▶ [The problem]:
Retype the listing that follows without a single change.

▶ [Input records]:

[Start of section]

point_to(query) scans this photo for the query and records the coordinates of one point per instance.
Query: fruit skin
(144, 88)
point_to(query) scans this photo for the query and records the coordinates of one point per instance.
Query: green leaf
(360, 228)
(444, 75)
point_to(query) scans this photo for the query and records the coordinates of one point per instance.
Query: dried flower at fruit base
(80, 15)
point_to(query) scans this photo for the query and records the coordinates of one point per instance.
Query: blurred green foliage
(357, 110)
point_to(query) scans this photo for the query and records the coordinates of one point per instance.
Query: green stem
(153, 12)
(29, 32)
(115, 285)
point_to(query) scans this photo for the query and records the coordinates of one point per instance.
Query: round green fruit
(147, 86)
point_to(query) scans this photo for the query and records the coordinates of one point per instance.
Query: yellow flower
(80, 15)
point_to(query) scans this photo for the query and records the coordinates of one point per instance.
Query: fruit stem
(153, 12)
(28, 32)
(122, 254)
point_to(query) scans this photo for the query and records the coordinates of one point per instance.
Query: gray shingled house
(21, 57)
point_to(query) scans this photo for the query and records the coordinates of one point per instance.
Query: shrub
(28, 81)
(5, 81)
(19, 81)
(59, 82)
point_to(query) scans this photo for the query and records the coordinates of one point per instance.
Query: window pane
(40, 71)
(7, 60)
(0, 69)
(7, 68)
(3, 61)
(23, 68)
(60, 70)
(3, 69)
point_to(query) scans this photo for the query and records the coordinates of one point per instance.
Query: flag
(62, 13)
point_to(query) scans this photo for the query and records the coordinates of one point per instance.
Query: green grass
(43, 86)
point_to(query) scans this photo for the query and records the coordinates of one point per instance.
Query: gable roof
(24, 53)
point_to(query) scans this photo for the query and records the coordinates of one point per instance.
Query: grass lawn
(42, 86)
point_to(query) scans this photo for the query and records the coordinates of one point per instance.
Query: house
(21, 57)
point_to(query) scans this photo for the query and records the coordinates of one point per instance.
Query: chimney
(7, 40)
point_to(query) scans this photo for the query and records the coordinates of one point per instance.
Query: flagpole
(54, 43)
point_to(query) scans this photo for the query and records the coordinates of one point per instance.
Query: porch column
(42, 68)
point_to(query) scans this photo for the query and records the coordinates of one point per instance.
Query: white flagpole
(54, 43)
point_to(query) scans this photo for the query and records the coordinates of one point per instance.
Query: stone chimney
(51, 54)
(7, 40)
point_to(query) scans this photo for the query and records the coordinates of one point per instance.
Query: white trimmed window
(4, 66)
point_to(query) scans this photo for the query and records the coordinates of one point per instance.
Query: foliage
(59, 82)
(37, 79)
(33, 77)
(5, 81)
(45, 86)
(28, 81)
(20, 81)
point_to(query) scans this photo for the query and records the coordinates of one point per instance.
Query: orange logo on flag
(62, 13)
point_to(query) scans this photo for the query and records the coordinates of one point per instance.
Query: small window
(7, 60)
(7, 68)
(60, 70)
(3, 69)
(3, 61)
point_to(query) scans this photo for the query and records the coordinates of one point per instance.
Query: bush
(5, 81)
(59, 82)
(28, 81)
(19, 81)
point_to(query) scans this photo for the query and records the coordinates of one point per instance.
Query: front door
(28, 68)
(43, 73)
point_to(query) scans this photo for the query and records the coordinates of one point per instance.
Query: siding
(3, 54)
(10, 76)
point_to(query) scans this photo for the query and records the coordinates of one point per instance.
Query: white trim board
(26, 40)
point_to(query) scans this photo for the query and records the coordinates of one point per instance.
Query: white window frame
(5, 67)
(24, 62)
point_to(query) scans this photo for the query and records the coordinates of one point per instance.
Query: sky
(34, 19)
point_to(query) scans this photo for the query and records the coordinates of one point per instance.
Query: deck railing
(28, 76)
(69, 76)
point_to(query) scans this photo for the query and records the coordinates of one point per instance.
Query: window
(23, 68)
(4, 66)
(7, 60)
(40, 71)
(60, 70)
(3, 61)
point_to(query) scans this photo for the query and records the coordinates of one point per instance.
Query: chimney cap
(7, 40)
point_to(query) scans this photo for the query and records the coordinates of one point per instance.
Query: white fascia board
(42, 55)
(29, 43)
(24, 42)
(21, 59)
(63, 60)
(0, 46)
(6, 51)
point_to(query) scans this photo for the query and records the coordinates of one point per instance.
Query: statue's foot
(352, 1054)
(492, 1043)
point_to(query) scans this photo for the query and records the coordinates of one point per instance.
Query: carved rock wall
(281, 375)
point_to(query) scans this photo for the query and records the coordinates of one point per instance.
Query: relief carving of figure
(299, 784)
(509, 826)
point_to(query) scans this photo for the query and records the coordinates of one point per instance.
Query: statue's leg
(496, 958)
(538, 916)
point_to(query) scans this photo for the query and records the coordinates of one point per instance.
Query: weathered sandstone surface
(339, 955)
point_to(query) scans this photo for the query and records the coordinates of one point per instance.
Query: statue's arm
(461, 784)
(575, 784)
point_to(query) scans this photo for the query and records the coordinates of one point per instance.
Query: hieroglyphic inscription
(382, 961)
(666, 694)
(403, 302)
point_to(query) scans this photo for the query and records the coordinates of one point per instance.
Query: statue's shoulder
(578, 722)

[End of section]

▶ [Task response]:
point_to(query) scans this photo for the query and records the coordinates of one point per instance.
Query: fruit skin
(144, 88)
point_to(query) scans this photo for the query and records the coordinates of one point per instance.
Query: green leaf
(360, 228)
(444, 75)
point_to(query) scans this photo for the query and records the coordinates of one point per instance.
Query: dried flower at fruit base
(80, 15)
point_to(query) scans this photo for the query and records the coordinates of one point per instance.
Query: blurred green foliage
(357, 110)
point_to(query) scans this photo for the query and records the coordinates of one point per instance.
Query: green stem
(153, 12)
(29, 32)
(115, 285)
point_to(query) scans this photo for the query and records the coordinates of one point per instance.
Query: round green fruit
(147, 86)
point_to(query) scans this photo for the query and records the coordinates of one point per instance.
Query: yellow flower
(80, 15)
point_to(query) scans this photo for the query and records the coordinates of one point per instance.
Query: fruit stem
(153, 12)
(28, 32)
(122, 254)
point_to(query) scans this photo for the query and records the coordinates of one point per instance.
Query: gray shingled house
(21, 57)
point_to(query) scans this photo for the query and records the coordinates of one point per instance.
Query: shrub
(28, 81)
(5, 81)
(19, 81)
(59, 82)
point_to(query) scans this photo for the query and records the coordinates of one point per instance.
Query: window pane
(40, 71)
(7, 60)
(0, 69)
(7, 68)
(3, 61)
(23, 68)
(60, 70)
(3, 69)
point_to(query) scans this photo for the query and records the coordinates of one point per instance.
Query: flag
(62, 13)
point_to(query) scans this photo for the query and records the coordinates of one point per instance.
Query: green grass
(43, 86)
point_to(query) scans this photo for the query and records the coordinates of one point per instance.
Query: gable roof
(24, 53)
point_to(query) scans this photo for the query and records the coordinates of one point per instance.
Query: grass lawn
(42, 86)
point_to(query) scans this photo for the query and records the coordinates of one point per instance.
Query: house
(21, 57)
point_to(query) scans this photo for the query and records the coordinates of one point per instance.
Query: chimney
(7, 40)
point_to(query) scans this photo for the query and records the coordinates of one point per instance.
Query: flagpole
(54, 43)
point_to(query) scans this photo for the query and records the coordinates of one point per instance.
Query: porch column
(42, 68)
point_to(query) scans this photo for the query and records the coordinates of one point per instance.
Query: white flagpole
(54, 43)
point_to(query) scans this photo for the query and records the coordinates of one point per instance.
Query: stone chimney
(51, 54)
(7, 40)
point_to(query) scans this photo for the query and records the coordinates of one point per instance.
Query: white trimmed window
(4, 66)
point_to(query) scans this photo for the query and records the coordinates of one point per instance.
Query: foliage
(59, 82)
(37, 79)
(33, 77)
(5, 81)
(45, 86)
(28, 81)
(20, 81)
point_to(query) scans this photo for the query and records the coordinates of one point per instance.
Query: orange logo on flag
(62, 13)
point_to(query) scans this photo for the query and records the coordinates of one point per instance.
Query: small window
(7, 60)
(7, 68)
(60, 70)
(3, 69)
(3, 61)
point_to(query) scans this photo for the query and records the coordinates of one point per instance.
Query: bush
(5, 81)
(59, 82)
(28, 81)
(19, 81)
point_to(query) scans this photo for the query and records the coordinates of one point per instance.
Query: front door
(28, 68)
(43, 73)
point_to(query) scans this photo for the query and records the coordinates of one point per instance.
Query: siding
(3, 54)
(10, 76)
point_to(query) scans this photo for the query and records the coordinates of one point per instance.
Query: white trim board
(26, 40)
point_to(query) scans this photo for the query and records the coordinates of one point per instance.
Query: white window frame
(5, 67)
(24, 62)
point_to(query) scans this photo for the query and records the coordinates of one point per instance.
Query: sky
(34, 19)
point_to(query) scans this photo for the query and records the coordinates of one point per instance.
Query: deck railing
(28, 76)
(69, 76)
point_to(query) scans this photo for the query and records the coordinates of one point per instance.
Query: window
(23, 68)
(4, 66)
(7, 60)
(40, 71)
(60, 70)
(3, 61)
point_to(query) scans this photo for the query and records the coordinates of one point per instance.
Query: chimney cap
(7, 40)
point_to(query) scans this photo for the query and records the coordinates of one point per instance.
Query: white fascia board
(42, 55)
(29, 43)
(24, 42)
(21, 59)
(63, 60)
(0, 46)
(6, 51)
point_to(query) scans this photo for the query and records the coordinates of one point per instance.
Query: statue's foot
(352, 1054)
(492, 1043)
point_to(query) scans this photo for the query and records the coordinates of one point per instance.
Query: carved rock wall
(281, 375)
point_to(query) scans this photo for the query and records the coordinates of one point per instance.
Query: relief carving of figure
(299, 784)
(509, 826)
point_to(query) scans this photo for the query and records the coordinates of one point per instance.
Query: statue's leg
(496, 958)
(538, 916)
point_to(query) scans this photo for the query and records the coordinates of one point per instance.
Query: weathered sandstone surface
(339, 955)
point_to(query) scans this photo for the query and records the coordinates of one point per instance.
Query: statue's arm
(461, 784)
(575, 784)
point_to(query) scans this photo for the query and records the coordinates of one point per instance.
Query: hieroglyphic inscription
(382, 961)
(666, 694)
(403, 302)
point_to(query) scans this photo for the query and records the coordinates of one point per instance.
Query: statue's shoulder
(578, 722)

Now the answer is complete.